▶ **Records for processing**:
========================================================================

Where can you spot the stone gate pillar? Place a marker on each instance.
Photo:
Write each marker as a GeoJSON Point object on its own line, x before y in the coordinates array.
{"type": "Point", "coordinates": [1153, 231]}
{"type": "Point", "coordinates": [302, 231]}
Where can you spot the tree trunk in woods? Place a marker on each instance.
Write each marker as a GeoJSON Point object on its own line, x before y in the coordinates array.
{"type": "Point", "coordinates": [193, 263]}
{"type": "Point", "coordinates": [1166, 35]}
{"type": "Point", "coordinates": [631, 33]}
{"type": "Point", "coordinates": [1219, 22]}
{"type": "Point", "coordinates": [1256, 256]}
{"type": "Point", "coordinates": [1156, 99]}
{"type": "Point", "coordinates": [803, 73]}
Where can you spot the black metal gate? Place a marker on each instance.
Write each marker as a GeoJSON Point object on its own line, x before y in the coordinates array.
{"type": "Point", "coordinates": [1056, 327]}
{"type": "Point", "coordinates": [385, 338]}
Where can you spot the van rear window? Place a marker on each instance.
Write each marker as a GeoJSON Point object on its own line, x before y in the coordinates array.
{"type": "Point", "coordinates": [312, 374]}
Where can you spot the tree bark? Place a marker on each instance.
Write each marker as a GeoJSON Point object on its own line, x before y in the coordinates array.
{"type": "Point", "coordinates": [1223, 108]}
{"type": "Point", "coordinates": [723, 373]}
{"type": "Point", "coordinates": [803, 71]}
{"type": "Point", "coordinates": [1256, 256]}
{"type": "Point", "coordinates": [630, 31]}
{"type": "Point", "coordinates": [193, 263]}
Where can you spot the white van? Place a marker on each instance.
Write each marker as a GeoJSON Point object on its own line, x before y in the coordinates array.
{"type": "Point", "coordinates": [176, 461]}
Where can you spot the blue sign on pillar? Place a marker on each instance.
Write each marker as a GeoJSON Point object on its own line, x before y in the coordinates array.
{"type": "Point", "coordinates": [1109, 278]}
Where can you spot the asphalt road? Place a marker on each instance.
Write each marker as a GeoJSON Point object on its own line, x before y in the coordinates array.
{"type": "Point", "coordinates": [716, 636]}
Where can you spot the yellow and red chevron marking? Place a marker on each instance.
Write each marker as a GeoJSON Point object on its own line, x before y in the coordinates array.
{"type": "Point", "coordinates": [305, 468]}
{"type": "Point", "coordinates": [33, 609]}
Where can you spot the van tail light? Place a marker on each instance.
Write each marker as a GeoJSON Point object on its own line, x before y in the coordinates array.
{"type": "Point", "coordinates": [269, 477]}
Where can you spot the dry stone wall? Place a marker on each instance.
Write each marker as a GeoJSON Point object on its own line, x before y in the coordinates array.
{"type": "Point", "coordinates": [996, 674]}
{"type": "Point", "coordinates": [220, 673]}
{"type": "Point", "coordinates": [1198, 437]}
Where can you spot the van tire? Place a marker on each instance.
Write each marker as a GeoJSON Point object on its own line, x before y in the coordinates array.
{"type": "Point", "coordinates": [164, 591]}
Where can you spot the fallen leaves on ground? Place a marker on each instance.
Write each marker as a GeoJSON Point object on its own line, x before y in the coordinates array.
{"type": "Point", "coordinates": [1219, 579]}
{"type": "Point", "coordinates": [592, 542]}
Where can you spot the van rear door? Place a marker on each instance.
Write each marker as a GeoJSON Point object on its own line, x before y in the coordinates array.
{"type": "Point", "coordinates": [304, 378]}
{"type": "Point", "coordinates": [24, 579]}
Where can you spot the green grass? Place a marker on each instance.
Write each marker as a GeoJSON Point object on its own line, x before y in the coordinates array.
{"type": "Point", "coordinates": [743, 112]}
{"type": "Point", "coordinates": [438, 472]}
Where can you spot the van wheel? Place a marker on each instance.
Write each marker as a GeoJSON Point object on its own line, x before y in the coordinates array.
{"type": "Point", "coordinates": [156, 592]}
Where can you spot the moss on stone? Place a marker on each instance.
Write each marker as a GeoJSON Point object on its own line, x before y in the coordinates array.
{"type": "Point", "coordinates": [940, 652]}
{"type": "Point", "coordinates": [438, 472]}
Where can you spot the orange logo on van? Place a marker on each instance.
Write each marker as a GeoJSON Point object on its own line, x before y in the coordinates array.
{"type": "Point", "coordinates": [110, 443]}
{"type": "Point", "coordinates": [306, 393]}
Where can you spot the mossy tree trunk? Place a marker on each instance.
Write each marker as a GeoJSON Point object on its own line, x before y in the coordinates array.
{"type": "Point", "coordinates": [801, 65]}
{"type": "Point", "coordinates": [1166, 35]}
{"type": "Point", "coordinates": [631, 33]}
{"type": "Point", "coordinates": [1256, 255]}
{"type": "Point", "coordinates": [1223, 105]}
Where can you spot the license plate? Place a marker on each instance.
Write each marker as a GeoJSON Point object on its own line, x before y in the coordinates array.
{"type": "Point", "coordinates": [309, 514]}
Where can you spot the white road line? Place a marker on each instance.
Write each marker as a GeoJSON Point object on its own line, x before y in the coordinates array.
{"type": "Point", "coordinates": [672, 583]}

========================================================================

▶ **Assignment**:
Each record above is to be returned verbatim.

▶ **Result of this task**:
Where can you spot the stone gate pillar? Place a marker on each instance.
Photo:
Write each marker as a GeoJSON Point object on its own line, x before y in the coordinates array.
{"type": "Point", "coordinates": [1153, 231]}
{"type": "Point", "coordinates": [302, 231]}
Where can you spot the tree trunk in woods? Place a marker on each instance.
Write each marker as a GeoJSON Point object on its own line, x before y in the coordinates array.
{"type": "Point", "coordinates": [193, 263]}
{"type": "Point", "coordinates": [1166, 35]}
{"type": "Point", "coordinates": [631, 33]}
{"type": "Point", "coordinates": [1219, 22]}
{"type": "Point", "coordinates": [1256, 256]}
{"type": "Point", "coordinates": [1156, 99]}
{"type": "Point", "coordinates": [803, 73]}
Where can you spot the black metal gate? Place a marker on each instance.
Write each marker as a GeoJSON Point object on its own line, x before y in the coordinates array.
{"type": "Point", "coordinates": [1056, 327]}
{"type": "Point", "coordinates": [385, 338]}
Where can you spot the van rear window? Place a marker on each instance.
Write each marker as a GeoJSON Point object on its own line, x before y in the coordinates array.
{"type": "Point", "coordinates": [312, 374]}
Where can you spot the tree bark? Place a marker on each instance.
Write each marker as a GeoJSON Point object on its own line, x before y in the coordinates array.
{"type": "Point", "coordinates": [1223, 108]}
{"type": "Point", "coordinates": [723, 373]}
{"type": "Point", "coordinates": [803, 71]}
{"type": "Point", "coordinates": [1256, 256]}
{"type": "Point", "coordinates": [630, 31]}
{"type": "Point", "coordinates": [193, 263]}
Where can you spot the white van? Place a marker on each instance.
Write each marker as a GeoJSON Point object on its own line, x before y in the coordinates array.
{"type": "Point", "coordinates": [176, 461]}
Where can you spot the blue sign on pillar? Place a marker on each instance.
Write each marker as a GeoJSON Point object on its own line, x before y in the coordinates array.
{"type": "Point", "coordinates": [1109, 278]}
Where can you spot the asphalt road? Place a marker on each instance.
Write each marker as a GeoJSON Point object on its own line, x before y in the coordinates array.
{"type": "Point", "coordinates": [716, 636]}
Where can you spot the yellow and red chevron marking? Place a marker on each instance.
Write each marker as a GeoJSON Point object on its own line, x before y in the coordinates array.
{"type": "Point", "coordinates": [305, 468]}
{"type": "Point", "coordinates": [33, 609]}
Where can you spot the van tail light? Place a marker on each instance.
Write each marker as a GeoJSON Point object on its own line, x before y in the coordinates array.
{"type": "Point", "coordinates": [269, 477]}
Where can you spot the dry stone wall? Place a marker on each instance.
Write each marker as a GeoJSON Point object on its own line, x before y in the coordinates array.
{"type": "Point", "coordinates": [996, 674]}
{"type": "Point", "coordinates": [220, 673]}
{"type": "Point", "coordinates": [1198, 437]}
Where can you spot the van tire? Place a marker on each instance.
Write each marker as a GeoJSON Point object on its own line, x before y in the coordinates array.
{"type": "Point", "coordinates": [164, 591]}
Where can you spot the fallen leaves on ground? Place a marker on each instance.
Write each marker as a GeoJSON Point object on its own line, x before y in the coordinates array.
{"type": "Point", "coordinates": [1219, 579]}
{"type": "Point", "coordinates": [592, 542]}
Where can you spot the van rear door? Place a marker on each instance.
Write each marker as a GeoJSON Point object on its own line, x before y in the coordinates array.
{"type": "Point", "coordinates": [304, 378]}
{"type": "Point", "coordinates": [24, 579]}
Where can you spot the green grass? Place a marker on each instance.
Write each marker as a GeoJSON Point object on its own line, x before y in the coordinates array.
{"type": "Point", "coordinates": [743, 112]}
{"type": "Point", "coordinates": [438, 472]}
Where can you spot the van wheel? Place a marker on each instance.
Write each marker as a GeoJSON Point object on its own line, x before y in the coordinates array.
{"type": "Point", "coordinates": [156, 592]}
Where can you spot the moss on stone? Place a marker on each instance.
Write each marker as a GeoJSON Point object on its own line, x before y in the coordinates array.
{"type": "Point", "coordinates": [940, 652]}
{"type": "Point", "coordinates": [438, 472]}
Where can you spot the orange logo on van? Place a marker on each instance.
Write each marker as a GeoJSON Point object on its own line, x before y in the coordinates array.
{"type": "Point", "coordinates": [110, 443]}
{"type": "Point", "coordinates": [306, 393]}
Where can you spot the mossy tree trunk? Place a marker on each instance.
Write each marker as a GeoJSON Point object on its own line, x before y in the coordinates array.
{"type": "Point", "coordinates": [801, 65]}
{"type": "Point", "coordinates": [1166, 35]}
{"type": "Point", "coordinates": [631, 33]}
{"type": "Point", "coordinates": [1256, 255]}
{"type": "Point", "coordinates": [1223, 105]}
Where can you spot the license plate? Place a marker on each instance.
Write each marker as a GeoJSON Point object on its own line, x before y in the coordinates array.
{"type": "Point", "coordinates": [309, 514]}
Where can you spot the white road line? Place a marker on each instance.
Write each marker as a GeoJSON Point object on its own line, x before y in the coordinates array.
{"type": "Point", "coordinates": [672, 583]}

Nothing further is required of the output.